# Material for this exercise

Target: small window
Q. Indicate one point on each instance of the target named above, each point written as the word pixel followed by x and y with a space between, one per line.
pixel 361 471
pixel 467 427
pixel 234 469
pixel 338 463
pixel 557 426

# Task item
The lines from the one containing "Q. Indicate one" through the last line of the records are to be transcribed exactly, with nothing else added.

# Solution for this exercise
Q. Indicate one point on each instance of the target named above, each point written as the word pixel followed by x and y with a space between, one per line.
pixel 361 471
pixel 467 427
pixel 234 469
pixel 338 463
pixel 557 426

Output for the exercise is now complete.